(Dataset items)
══════════════════════════════
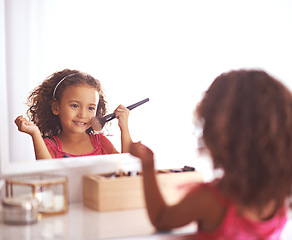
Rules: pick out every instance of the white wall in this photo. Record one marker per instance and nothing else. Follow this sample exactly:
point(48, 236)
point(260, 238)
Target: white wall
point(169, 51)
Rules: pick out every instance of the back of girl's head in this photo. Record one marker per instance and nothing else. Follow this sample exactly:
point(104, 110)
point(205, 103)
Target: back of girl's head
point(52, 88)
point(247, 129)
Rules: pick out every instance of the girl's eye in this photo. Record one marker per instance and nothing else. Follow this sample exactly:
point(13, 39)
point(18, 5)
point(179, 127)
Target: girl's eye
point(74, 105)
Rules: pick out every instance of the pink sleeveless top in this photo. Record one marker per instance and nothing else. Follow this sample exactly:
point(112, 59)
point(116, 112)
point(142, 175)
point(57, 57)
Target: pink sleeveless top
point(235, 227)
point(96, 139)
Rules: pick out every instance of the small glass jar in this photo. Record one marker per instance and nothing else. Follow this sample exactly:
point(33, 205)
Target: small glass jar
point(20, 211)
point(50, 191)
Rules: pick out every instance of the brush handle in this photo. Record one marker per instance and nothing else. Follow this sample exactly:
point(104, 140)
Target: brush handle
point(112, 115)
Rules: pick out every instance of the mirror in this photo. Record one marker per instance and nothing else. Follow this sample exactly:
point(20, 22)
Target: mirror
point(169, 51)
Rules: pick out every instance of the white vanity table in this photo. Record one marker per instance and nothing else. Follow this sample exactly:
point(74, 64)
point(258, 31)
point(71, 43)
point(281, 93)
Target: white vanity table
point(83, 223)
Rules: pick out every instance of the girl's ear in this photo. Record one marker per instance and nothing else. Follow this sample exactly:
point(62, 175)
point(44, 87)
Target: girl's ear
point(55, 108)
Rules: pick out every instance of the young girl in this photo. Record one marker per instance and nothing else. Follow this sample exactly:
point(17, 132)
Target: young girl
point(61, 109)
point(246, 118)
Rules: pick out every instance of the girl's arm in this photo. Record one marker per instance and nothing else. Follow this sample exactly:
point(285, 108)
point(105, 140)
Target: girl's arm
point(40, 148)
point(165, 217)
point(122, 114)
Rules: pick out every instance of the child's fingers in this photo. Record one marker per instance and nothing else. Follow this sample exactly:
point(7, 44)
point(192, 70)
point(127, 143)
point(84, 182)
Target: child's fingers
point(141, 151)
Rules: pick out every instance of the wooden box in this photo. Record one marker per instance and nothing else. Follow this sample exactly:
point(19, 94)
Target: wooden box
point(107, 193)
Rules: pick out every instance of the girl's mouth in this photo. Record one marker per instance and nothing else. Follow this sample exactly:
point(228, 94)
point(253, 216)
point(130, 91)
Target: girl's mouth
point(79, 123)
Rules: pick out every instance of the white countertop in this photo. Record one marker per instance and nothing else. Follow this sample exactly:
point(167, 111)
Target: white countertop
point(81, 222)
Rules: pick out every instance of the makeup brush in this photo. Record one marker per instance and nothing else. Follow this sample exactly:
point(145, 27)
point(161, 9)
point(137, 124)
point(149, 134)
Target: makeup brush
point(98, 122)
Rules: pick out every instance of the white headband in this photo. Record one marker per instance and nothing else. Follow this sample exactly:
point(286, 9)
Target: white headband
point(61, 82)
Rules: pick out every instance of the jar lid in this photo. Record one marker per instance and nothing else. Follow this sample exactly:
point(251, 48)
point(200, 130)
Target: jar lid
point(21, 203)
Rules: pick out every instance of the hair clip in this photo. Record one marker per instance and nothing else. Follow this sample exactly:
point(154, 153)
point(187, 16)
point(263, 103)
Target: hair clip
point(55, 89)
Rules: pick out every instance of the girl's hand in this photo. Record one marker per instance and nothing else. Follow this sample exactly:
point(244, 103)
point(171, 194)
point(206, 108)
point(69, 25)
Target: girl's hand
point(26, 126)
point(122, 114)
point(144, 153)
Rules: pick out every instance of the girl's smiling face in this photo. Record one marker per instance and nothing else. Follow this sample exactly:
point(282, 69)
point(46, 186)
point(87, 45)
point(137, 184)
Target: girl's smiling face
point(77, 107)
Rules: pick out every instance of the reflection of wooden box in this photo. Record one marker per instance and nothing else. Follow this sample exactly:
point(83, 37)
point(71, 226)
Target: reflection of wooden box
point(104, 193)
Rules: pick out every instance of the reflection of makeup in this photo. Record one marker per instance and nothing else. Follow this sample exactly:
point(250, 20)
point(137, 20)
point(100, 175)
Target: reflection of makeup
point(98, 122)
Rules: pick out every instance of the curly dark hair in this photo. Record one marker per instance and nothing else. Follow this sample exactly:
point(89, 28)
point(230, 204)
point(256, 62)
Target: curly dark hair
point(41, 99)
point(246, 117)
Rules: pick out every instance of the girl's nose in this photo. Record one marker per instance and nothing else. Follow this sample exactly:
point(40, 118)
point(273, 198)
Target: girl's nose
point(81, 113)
══════════════════════════════
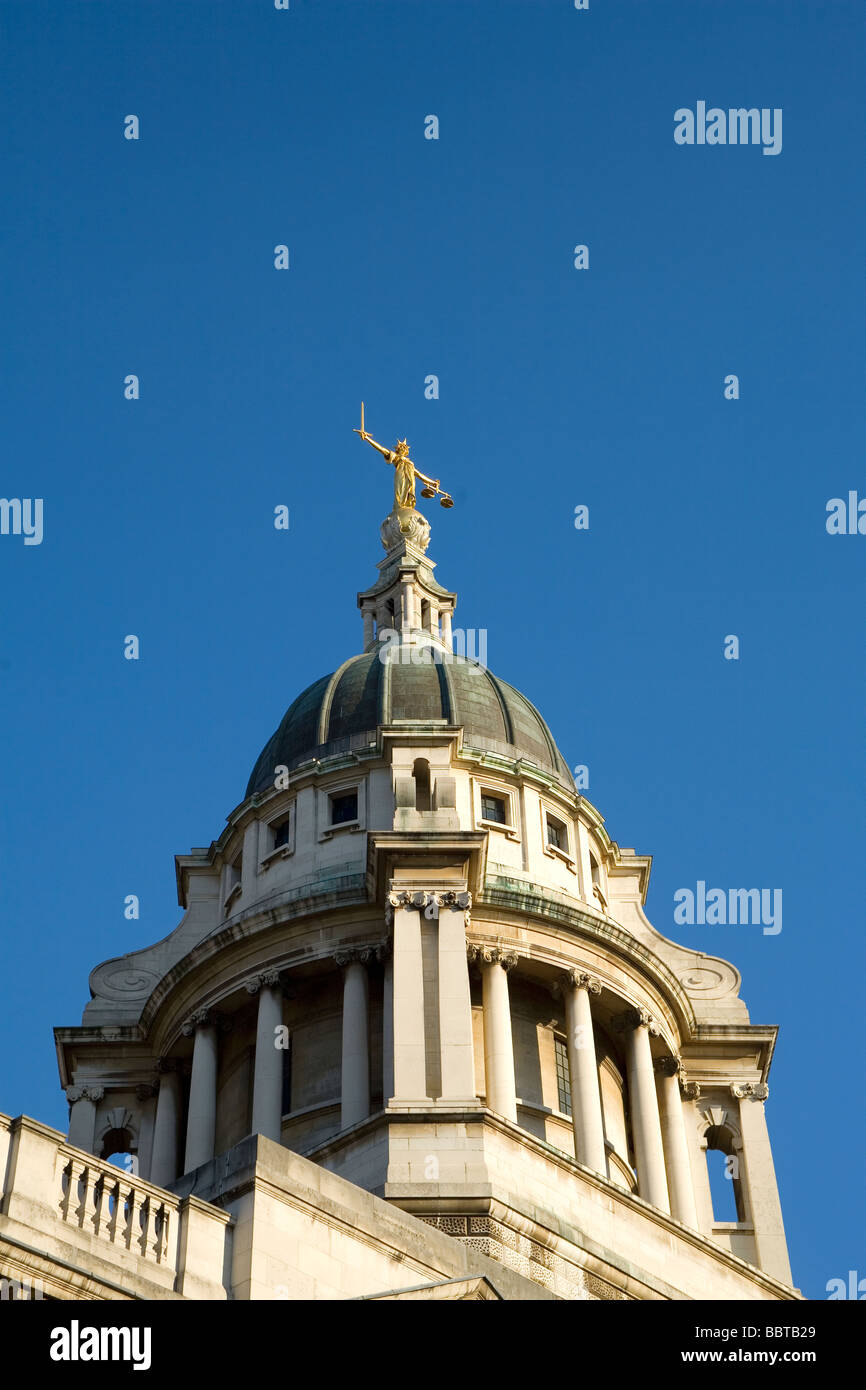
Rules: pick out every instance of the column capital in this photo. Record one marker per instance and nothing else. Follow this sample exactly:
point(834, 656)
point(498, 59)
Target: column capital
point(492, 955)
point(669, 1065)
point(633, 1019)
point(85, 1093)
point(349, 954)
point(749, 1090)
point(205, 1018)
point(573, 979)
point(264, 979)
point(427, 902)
══════════════════════════════
§ Work to complete
Select each line of the rows above that contains the string "glass", and copy those lines. The match is case-sensitive.

§ Written solution
Rules: pick out every instance of the small glass jar in this photo. Record one marker per instance and nothing else. Follow this sample exactly:
Target: small glass jar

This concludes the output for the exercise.